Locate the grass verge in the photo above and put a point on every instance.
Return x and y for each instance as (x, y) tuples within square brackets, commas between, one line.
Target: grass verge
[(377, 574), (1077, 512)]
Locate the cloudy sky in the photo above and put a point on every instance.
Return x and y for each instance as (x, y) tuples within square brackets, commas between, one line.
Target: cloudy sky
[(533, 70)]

++++++

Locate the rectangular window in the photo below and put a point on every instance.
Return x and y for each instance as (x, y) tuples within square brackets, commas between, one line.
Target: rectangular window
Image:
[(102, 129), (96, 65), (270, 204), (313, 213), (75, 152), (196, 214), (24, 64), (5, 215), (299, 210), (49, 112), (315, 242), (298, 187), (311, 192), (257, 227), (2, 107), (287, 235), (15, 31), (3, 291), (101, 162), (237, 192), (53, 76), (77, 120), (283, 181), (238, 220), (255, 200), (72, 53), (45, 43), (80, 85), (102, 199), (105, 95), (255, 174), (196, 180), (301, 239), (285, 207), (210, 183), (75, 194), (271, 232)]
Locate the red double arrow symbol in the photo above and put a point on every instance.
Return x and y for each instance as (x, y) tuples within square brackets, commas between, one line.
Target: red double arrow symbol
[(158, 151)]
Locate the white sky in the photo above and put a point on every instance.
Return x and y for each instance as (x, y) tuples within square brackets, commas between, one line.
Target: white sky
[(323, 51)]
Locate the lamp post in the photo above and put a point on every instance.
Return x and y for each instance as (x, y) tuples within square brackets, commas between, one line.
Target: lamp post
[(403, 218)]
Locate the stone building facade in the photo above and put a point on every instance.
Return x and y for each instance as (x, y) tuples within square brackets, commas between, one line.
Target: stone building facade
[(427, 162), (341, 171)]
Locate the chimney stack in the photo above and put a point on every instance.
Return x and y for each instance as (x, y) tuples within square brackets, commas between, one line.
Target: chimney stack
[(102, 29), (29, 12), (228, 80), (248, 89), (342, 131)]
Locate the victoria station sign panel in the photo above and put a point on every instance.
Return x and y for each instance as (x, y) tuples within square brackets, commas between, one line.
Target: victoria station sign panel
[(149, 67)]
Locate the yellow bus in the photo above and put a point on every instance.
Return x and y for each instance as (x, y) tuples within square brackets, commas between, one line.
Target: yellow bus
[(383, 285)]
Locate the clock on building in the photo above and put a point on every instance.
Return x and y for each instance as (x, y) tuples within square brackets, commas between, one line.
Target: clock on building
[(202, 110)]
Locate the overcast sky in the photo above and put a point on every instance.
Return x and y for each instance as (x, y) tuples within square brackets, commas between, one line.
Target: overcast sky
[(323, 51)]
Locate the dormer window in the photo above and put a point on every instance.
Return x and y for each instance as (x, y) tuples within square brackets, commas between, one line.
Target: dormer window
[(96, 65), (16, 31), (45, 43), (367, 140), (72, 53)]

++++++

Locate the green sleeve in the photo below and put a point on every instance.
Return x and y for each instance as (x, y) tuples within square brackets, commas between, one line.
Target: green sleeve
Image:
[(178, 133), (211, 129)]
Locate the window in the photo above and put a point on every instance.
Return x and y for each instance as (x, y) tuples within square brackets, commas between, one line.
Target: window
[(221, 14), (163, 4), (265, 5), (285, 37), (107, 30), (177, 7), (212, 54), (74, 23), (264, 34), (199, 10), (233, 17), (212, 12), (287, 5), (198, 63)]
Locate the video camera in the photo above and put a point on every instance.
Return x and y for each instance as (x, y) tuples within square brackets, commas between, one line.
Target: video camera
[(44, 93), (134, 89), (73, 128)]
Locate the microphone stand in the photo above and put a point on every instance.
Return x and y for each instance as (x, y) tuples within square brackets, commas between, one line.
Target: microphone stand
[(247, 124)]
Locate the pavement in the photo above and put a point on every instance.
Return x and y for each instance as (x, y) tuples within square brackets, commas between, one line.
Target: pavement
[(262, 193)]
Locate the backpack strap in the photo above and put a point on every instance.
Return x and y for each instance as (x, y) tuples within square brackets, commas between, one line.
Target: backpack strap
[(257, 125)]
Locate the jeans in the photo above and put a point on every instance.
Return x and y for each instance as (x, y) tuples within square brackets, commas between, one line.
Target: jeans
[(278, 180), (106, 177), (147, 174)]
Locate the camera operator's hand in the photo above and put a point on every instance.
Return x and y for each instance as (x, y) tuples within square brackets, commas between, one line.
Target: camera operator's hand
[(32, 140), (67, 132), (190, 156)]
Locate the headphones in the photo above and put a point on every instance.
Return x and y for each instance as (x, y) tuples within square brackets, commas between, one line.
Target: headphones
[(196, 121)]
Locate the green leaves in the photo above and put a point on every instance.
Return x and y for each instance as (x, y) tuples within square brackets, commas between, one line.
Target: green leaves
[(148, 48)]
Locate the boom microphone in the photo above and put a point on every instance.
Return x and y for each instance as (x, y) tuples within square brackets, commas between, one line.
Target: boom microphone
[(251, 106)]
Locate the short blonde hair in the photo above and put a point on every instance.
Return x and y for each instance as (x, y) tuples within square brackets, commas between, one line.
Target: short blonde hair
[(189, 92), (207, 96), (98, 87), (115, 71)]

++++++

:: What you are asked to do ::
If a line in the data above contains "below", return that line.

:: Response to the exercise ::
Locate the rectangular window in the photo below and put a point on every instance.
Locate the green sleeve in the photo below and put a point on every instance.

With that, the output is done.